■ DATA ■

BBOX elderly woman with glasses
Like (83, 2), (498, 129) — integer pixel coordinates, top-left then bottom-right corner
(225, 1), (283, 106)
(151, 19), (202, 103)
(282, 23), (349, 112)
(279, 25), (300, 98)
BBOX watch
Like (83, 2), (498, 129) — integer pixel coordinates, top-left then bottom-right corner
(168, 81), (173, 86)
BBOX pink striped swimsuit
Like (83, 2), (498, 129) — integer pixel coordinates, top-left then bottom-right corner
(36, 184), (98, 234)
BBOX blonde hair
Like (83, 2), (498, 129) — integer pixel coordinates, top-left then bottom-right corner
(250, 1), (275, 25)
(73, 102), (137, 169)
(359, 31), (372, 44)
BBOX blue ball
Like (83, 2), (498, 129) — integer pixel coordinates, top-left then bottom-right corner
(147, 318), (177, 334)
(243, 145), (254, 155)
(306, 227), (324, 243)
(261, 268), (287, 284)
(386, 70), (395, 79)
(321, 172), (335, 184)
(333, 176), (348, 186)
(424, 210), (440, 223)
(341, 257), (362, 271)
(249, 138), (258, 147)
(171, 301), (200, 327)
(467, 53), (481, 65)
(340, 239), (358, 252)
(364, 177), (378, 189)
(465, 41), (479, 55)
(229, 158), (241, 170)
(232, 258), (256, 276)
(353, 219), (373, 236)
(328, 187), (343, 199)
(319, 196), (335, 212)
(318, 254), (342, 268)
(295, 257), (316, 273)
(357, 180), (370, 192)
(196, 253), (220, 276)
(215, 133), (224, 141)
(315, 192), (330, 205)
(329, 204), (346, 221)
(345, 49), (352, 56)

■ WHAT NEEDS TO BE DONE ■
Working from the material above, retype exactly the lines from the one with "BBOX pink striped swimsuit" through the one with "BBOX blonde hair", both included, and only those lines.

■ RESULT OF THE EXERCISE ■
BBOX pink striped swimsuit
Like (83, 2), (498, 129) — integer pixel coordinates, top-left then bottom-right corner
(36, 184), (98, 234)
BBOX blonde hair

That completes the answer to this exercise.